- Text segment:
════

Rishton (, , , alternative spellings Rishtan, Rishdan, Roshidon, previously called also Kyubishev by Russians) is a city in Fergana Region, in Uzbekistan. It is the administrative center of Rishton District. Its population is 34,800 (2016). It is located about halfway between Kokand and Fergana at latitude 40°21'24N longitude 71°17'5E, and at an elevation of 471 meters.

Rishton is the most famous, and one of the oldest centers of ceramics in Uzbekistan. A fine quality reddish-yellow clay deposit 1-1.5 meters deep and 0.5-1.5 meters thick underlies almost the whole Rishton area. The clay can be used without refinement or addition of other types of clay from other regions. Besides clay, the potters of Rishton extracted various dyes, quartz sand, and fire clay from the surrounding the mountains. The special "ishkor" blue glaze is manufactured by natural mineral pigments and mountain ash plants.

════

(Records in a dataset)
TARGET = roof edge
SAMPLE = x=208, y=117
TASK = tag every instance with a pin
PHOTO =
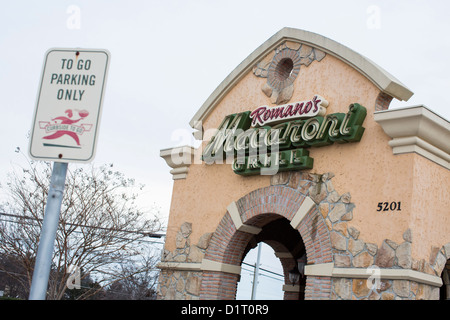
x=377, y=75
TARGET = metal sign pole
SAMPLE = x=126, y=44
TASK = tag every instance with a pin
x=43, y=262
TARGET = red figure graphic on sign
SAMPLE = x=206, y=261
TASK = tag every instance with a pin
x=66, y=120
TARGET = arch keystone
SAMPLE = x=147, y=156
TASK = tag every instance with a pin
x=305, y=207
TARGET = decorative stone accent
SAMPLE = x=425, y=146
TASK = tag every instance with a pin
x=326, y=228
x=179, y=284
x=282, y=67
x=349, y=251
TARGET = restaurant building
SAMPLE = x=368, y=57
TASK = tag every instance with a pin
x=300, y=150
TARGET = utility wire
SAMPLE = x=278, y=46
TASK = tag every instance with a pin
x=148, y=234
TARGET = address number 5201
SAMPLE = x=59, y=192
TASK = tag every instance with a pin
x=389, y=206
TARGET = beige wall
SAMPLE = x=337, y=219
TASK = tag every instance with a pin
x=367, y=170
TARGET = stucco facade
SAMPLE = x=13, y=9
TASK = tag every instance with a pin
x=380, y=202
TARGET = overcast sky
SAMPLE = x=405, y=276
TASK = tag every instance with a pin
x=168, y=56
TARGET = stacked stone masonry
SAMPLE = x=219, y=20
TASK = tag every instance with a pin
x=327, y=234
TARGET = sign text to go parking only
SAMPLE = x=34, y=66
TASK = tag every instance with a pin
x=69, y=103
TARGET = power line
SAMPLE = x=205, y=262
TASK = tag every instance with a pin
x=148, y=234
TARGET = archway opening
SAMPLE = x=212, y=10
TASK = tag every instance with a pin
x=262, y=275
x=286, y=247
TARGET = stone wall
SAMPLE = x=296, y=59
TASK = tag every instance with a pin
x=175, y=284
x=349, y=251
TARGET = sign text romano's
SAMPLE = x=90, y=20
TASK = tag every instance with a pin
x=258, y=148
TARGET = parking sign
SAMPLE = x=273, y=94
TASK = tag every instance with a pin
x=69, y=104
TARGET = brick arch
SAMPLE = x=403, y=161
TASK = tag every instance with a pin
x=256, y=209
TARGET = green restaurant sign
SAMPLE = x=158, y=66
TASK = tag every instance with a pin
x=273, y=139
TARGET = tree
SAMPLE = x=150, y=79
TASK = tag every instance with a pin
x=101, y=230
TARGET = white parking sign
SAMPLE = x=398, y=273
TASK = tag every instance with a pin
x=69, y=103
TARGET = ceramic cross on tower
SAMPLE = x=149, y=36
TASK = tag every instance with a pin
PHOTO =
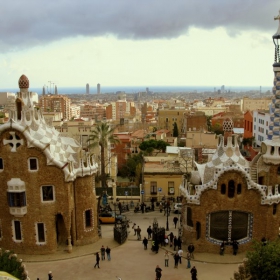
x=14, y=141
x=278, y=17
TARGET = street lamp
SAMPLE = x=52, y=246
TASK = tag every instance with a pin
x=167, y=214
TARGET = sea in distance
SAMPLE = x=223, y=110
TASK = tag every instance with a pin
x=135, y=89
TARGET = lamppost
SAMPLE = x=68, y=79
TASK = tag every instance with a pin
x=115, y=205
x=167, y=214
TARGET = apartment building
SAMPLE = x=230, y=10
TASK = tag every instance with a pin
x=56, y=103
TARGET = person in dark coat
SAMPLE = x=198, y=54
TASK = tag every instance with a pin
x=235, y=247
x=145, y=243
x=191, y=250
x=171, y=238
x=149, y=231
x=193, y=273
x=179, y=243
x=175, y=220
x=222, y=248
x=108, y=252
x=176, y=260
x=97, y=260
x=175, y=241
x=158, y=272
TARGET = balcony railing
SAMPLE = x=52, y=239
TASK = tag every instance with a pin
x=18, y=211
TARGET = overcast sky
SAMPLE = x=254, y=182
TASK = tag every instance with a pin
x=138, y=42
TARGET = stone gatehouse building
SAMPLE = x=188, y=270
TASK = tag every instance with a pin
x=47, y=184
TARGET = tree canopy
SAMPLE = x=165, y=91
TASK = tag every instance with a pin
x=102, y=136
x=132, y=169
x=150, y=145
x=175, y=130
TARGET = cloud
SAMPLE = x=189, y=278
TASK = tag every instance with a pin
x=38, y=22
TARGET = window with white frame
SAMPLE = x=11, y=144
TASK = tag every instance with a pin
x=17, y=234
x=88, y=218
x=47, y=193
x=171, y=189
x=40, y=233
x=17, y=199
x=229, y=225
x=33, y=164
x=153, y=186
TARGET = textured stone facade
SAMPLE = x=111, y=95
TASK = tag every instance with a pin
x=47, y=185
x=264, y=222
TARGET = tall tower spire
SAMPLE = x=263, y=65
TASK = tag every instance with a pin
x=274, y=126
x=271, y=148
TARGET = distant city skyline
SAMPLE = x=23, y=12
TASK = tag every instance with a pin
x=152, y=89
x=139, y=43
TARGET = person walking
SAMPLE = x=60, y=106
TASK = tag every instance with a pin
x=175, y=241
x=102, y=250
x=166, y=240
x=166, y=258
x=149, y=231
x=222, y=248
x=180, y=253
x=175, y=220
x=188, y=257
x=191, y=250
x=179, y=243
x=235, y=247
x=108, y=253
x=97, y=260
x=158, y=272
x=135, y=229
x=138, y=231
x=50, y=275
x=171, y=238
x=193, y=273
x=145, y=243
x=176, y=260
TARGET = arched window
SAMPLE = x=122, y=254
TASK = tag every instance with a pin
x=198, y=230
x=189, y=217
x=231, y=189
x=223, y=189
x=229, y=225
x=239, y=189
x=274, y=209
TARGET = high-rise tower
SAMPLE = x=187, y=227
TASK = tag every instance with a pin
x=271, y=147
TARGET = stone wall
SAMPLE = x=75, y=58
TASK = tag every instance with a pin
x=265, y=223
x=62, y=217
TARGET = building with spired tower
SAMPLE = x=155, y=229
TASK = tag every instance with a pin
x=47, y=184
x=229, y=198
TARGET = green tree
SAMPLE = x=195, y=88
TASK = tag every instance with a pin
x=262, y=263
x=175, y=130
x=10, y=263
x=102, y=136
x=209, y=122
x=133, y=168
x=150, y=145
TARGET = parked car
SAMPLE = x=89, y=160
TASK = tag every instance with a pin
x=177, y=208
x=110, y=218
x=106, y=218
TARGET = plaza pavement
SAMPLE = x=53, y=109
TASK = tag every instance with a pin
x=129, y=260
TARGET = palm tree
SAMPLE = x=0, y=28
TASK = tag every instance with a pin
x=102, y=136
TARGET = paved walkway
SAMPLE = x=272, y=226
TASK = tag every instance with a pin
x=129, y=260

════

- Parts of the exercise:
a – What elevation does the Rishton text give for the city?
b – List every other name for Rishton given in the Rishton text.
c – Do these statements agree with the Rishton text? (i) Rishton clay has to be mixed with clay from other regions before use. (ii) Rishton is the administrative center of Rishton District. (iii) Rishton's population was 34,800 in 2016.

- Solutions to the tasks:
a – 471 meters.

b – Rishtan, Rishdan, Roshidon, Kyubishev

c –
(i) No: "The clay can be used without refinement or addition of other types of clay from other regions."
(ii) Yes: "It is the administrative center of Rishton District."
(iii) Yes: "Its population is 34,800 (2016)."